### INPUT
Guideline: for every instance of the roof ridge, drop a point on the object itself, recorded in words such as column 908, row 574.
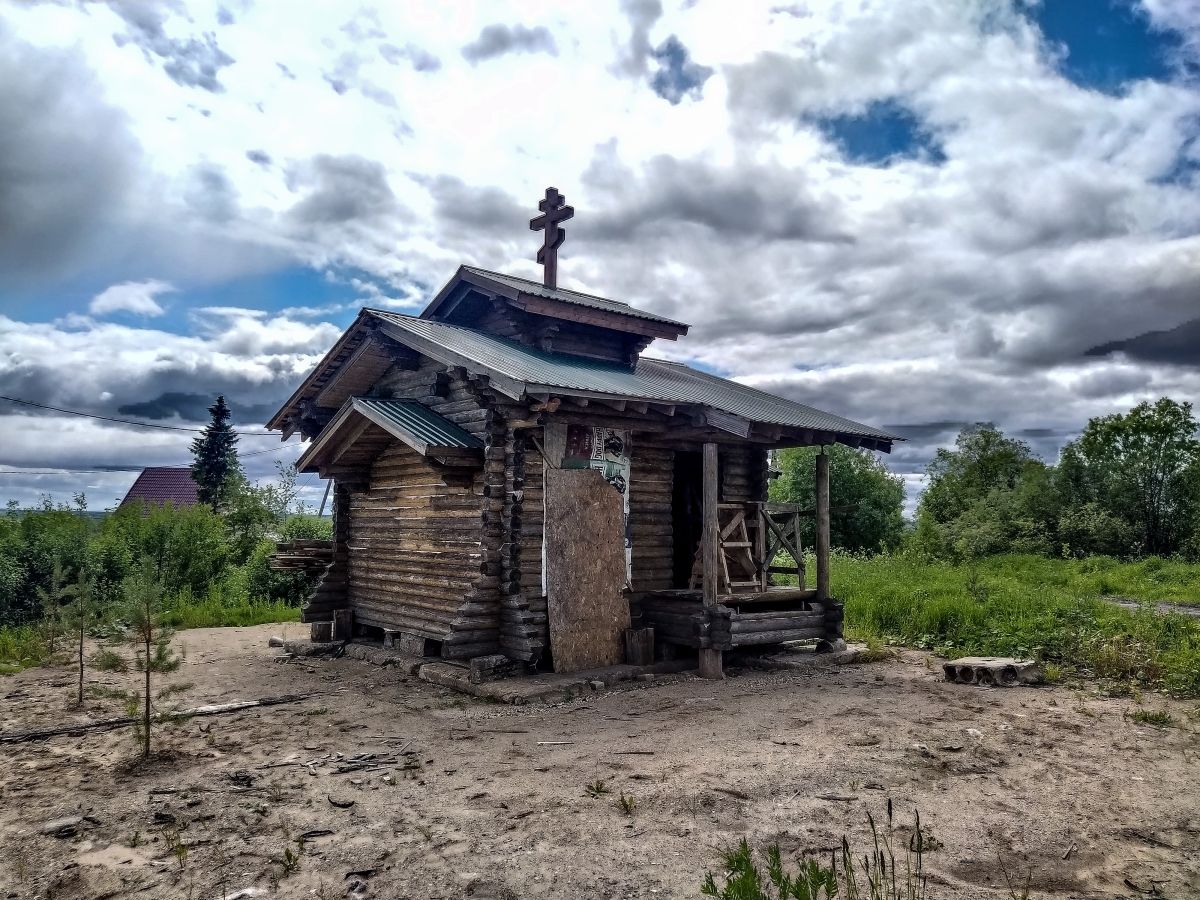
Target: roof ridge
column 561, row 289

* * *

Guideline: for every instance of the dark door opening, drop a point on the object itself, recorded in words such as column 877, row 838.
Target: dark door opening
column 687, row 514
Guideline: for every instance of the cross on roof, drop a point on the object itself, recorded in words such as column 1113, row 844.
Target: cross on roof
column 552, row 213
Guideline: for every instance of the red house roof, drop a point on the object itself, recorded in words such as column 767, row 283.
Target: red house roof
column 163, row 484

### WORK TO COMPLETE
Copy out everything from the line containing "Guideline: for every instance of the red" down to the line containing "column 163, row 484", both ends included, reproducing each line precisely.

### RESPONSE TO THE TASK
Guideline: for every instance of the red house roof, drop a point on the object itself, recorded in words such as column 767, row 283.
Target: red house roof
column 163, row 484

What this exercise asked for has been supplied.